### Exercise goal
Extract the full set of records, then give each one again exactly.

— Begin —

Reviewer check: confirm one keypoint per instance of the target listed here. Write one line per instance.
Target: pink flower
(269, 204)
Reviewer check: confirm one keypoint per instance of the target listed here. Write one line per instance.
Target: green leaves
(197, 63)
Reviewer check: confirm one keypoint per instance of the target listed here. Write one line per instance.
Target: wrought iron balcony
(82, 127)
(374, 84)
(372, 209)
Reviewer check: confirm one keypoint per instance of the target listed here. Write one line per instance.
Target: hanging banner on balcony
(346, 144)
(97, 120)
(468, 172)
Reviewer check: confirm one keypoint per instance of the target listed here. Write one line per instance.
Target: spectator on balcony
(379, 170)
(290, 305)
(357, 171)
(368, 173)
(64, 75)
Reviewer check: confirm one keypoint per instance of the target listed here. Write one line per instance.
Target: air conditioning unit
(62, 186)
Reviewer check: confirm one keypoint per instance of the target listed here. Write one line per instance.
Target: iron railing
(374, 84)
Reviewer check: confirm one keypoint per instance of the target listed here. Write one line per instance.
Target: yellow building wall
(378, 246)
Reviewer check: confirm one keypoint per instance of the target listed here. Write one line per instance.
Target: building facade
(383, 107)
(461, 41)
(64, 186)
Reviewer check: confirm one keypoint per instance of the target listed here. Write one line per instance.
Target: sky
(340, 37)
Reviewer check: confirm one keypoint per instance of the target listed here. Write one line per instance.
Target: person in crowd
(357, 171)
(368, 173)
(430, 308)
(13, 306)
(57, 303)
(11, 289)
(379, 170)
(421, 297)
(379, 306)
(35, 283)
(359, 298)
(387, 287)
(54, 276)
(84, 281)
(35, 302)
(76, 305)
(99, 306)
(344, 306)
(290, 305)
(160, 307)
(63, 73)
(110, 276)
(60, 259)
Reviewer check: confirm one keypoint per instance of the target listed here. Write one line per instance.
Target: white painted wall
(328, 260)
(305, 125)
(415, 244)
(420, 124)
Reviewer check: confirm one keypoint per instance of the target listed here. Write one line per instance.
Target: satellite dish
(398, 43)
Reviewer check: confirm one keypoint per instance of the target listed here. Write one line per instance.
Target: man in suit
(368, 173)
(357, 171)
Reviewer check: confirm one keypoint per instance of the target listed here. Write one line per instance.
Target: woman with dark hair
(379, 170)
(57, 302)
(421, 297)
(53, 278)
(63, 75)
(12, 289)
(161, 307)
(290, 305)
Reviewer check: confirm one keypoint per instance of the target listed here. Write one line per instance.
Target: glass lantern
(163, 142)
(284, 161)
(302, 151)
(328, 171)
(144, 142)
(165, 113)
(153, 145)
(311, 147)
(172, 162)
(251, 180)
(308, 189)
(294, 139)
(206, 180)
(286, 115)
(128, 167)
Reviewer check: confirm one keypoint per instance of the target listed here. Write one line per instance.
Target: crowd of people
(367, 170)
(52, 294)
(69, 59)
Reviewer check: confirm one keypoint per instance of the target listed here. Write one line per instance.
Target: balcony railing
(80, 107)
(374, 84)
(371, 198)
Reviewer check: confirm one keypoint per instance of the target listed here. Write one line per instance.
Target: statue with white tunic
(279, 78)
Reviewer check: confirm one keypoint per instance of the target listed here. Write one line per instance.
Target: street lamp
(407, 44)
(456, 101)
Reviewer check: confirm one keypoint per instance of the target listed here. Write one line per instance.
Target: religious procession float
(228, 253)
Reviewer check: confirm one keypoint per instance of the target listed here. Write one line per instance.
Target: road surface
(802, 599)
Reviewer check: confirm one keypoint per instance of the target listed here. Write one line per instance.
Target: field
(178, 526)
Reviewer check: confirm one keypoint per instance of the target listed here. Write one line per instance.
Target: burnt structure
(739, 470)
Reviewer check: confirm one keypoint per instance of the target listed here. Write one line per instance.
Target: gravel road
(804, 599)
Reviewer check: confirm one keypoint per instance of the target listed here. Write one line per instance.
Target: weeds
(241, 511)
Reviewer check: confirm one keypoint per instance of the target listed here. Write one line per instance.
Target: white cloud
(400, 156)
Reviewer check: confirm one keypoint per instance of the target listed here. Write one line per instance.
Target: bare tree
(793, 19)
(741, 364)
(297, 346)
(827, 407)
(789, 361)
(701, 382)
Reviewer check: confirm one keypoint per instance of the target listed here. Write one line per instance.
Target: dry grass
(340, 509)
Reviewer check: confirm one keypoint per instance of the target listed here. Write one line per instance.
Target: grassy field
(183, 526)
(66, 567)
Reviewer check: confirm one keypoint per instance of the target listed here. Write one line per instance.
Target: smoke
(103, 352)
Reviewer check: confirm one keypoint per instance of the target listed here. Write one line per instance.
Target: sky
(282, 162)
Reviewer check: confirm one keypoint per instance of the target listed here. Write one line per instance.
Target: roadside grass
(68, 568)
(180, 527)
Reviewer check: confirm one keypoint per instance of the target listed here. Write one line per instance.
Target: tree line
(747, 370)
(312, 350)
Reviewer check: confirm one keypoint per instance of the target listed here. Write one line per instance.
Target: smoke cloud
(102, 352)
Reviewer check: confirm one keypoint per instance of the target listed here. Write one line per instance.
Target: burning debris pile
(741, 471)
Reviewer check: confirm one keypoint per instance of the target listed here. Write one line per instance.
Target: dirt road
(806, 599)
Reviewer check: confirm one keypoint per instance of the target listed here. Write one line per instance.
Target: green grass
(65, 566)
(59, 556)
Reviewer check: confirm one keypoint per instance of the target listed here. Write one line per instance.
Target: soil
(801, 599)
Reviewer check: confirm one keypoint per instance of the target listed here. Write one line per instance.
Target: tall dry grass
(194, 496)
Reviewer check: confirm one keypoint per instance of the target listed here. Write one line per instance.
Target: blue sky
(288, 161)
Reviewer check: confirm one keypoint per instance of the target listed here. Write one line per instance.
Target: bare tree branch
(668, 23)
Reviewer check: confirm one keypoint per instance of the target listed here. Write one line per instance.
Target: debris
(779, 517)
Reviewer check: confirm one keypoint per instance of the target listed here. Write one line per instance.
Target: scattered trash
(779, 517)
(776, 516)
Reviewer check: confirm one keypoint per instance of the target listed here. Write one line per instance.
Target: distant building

— End —

### Solution
Reviewer check: confirm one keypoint per instance of the target listed here. Write one line per instance.
Target: pink flower
(269, 204)
Reviewer check: confirm one keypoint per instance of the target listed here. Write one line per instance.
Target: green leaves
(197, 63)
Reviewer check: confirm one keypoint per instance of the target listed here. Write one line per instance.
Target: wrought iron balcony
(82, 127)
(374, 84)
(372, 209)
Reviewer check: confirm one keypoint per instance of the target listed here. Write one line per instance.
Target: hanging banner on balcony
(346, 144)
(97, 120)
(468, 172)
Reviewer check: confirm one keypoint per instance of the target listed here. Write one line per instance.
Target: spectator on balcony
(379, 170)
(290, 305)
(357, 171)
(368, 173)
(64, 75)
Reviewer check: confirm one keypoint per instance of the target listed here. Write one line per instance.
Target: air conditioning unit
(62, 186)
Reviewer check: confirm one keypoint per instance of the target listed here. Write one line per instance.
Target: iron railing
(374, 84)
Reviewer check: confirm one keypoint per instance of the target listed here. Write one line per instance.
Target: yellow building wall
(378, 246)
Reviewer check: confirm one keypoint per instance of the target listed here. Write one line per instance.
Target: building facade
(383, 107)
(461, 41)
(64, 186)
Reviewer check: confirm one keypoint per instance of the target listed here. Write one line per instance.
Target: sky
(340, 37)
Reviewer check: confirm one keypoint per instance of the target listed here. Write one line per instance.
Target: person in crowd
(357, 171)
(368, 173)
(430, 308)
(13, 306)
(57, 303)
(11, 289)
(379, 170)
(421, 297)
(379, 306)
(35, 283)
(359, 298)
(387, 287)
(54, 276)
(84, 281)
(35, 302)
(76, 305)
(99, 306)
(344, 306)
(290, 305)
(160, 307)
(63, 73)
(110, 276)
(60, 259)
Reviewer check: confirm one keypoint per instance of the target listed here. Write one line per instance.
Target: white painted wall
(328, 260)
(305, 125)
(415, 244)
(420, 124)
Reviewer check: confirm one keypoint per instance of the target listed here. Write one line per instance.
Target: satellite dish
(398, 43)
Reviewer check: confirm one keypoint per instance of the target listed here. Write one line per instance.
Target: man in suit
(368, 173)
(357, 171)
Reviewer check: confirm one keypoint per instance of the target listed here. Write one line per instance.
Target: woman with dark hair
(379, 170)
(57, 302)
(421, 297)
(53, 278)
(63, 75)
(12, 289)
(161, 307)
(290, 305)
Reviewer check: confirm one keypoint per instance of the target listed here. Write one line per instance.
Target: glass lantern
(163, 142)
(284, 161)
(302, 151)
(328, 171)
(144, 142)
(165, 113)
(153, 145)
(311, 147)
(172, 162)
(251, 180)
(308, 189)
(294, 139)
(206, 180)
(286, 115)
(128, 167)
Reviewer check: confirm one keypoint per instance of the target listed here. Write one line per instance.
Target: crowd of people
(367, 170)
(52, 294)
(69, 59)
Reviewer check: confirm one keypoint per instance of the target listed here. Write one line per instance.
Target: balcony railing
(80, 107)
(374, 84)
(371, 198)
Reviewer check: confirm one keypoint per instance of the target listed here. Write one line per instance.
Target: statue with white tunic
(279, 78)
Reviewer check: confirm one keypoint per instance of the target listed here. Write one line per instance.
Target: street lamp
(407, 44)
(456, 101)
Reviewer check: confirm one keypoint per instance of the target listed here. Write one line per instance.
Target: religious procession float
(228, 253)
Reviewer check: confirm one keypoint per instance of the target listed here. Write one line per instance.
Target: road surface
(802, 599)
Reviewer check: confirm one keypoint per instance of the target listed here. Write one line per instance.
Target: field
(178, 526)
Reviewer check: confirm one keypoint per instance of the target listed here. Write one line per instance.
Target: burnt structure
(739, 470)
Reviewer check: confirm one keypoint per instance of the target listed here. Write one line per instance.
Target: gravel road
(804, 599)
Reviewer check: confirm one keypoint per instance of the target listed here. Write one line per instance.
Target: weeds
(241, 511)
Reviewer check: confirm one keypoint per instance of the target listed here. Write one line per instance.
Target: white cloud
(400, 156)
Reviewer check: confirm one keypoint per instance of the target listed here. Write one line per instance.
Target: bare tree
(793, 19)
(741, 364)
(297, 346)
(827, 407)
(789, 361)
(701, 382)
Reviewer check: confirm one keypoint per instance of the target listed here. Write one line per instance.
Target: dry grass
(340, 509)
Reviewer check: confirm one keypoint per instance of the target listed here. Write one line per instance.
Target: grassy field
(183, 526)
(66, 567)
Reviewer check: confirm one keypoint per instance of the target listed here. Write one line per instance.
Target: smoke
(103, 352)
Reviewer check: confirm one keypoint per instance of the target listed here. Write one line per instance.
Target: sky
(282, 162)
Reviewer check: confirm one keypoint per instance of the target listed here. Write one line per instance.
Target: roadside grass
(68, 568)
(180, 527)
Reviewer check: confirm one keypoint per instance of the target listed here. Write one line per instance.
Target: tree line
(747, 370)
(312, 350)
Reviewer check: confirm one keypoint per instance of the target listed here. Write one line per instance.
Target: smoke cloud
(102, 352)
Reviewer check: confirm one keypoint per instance of the target listed here. Write one line per instance.
Target: burning debris pile
(741, 471)
Reviewer check: confirm one keypoint per instance of the target listed here. Write one line per instance.
Target: dirt road
(806, 599)
Reviewer check: confirm one keypoint per instance of the target listed here. Write one line per instance.
Target: green grass
(65, 566)
(59, 556)
Reviewer check: confirm one keypoint per instance of the target listed here. Write one line per instance.
Target: soil
(801, 599)
Reviewer check: confirm one keypoint per instance of the target listed here. Write one line per instance.
Target: tall dry grass
(194, 496)
Reviewer check: confirm one keypoint per instance of the target listed here. Write one line per instance.
Target: blue sky
(288, 161)
Reviewer check: confirm one keypoint per instance of the target listed here. Write one line per instance.
Target: bare tree branch
(668, 23)
Reviewer check: confirm one keypoint per instance of the target listed here. Write one line per instance.
Target: debris
(779, 517)
Reviewer check: confirm one keypoint per instance of the target listed here. Write one line per instance.
Target: scattered trash
(779, 517)
(776, 516)
Reviewer check: confirm one keypoint per instance of the target listed here. Write one line per instance.
Target: distant building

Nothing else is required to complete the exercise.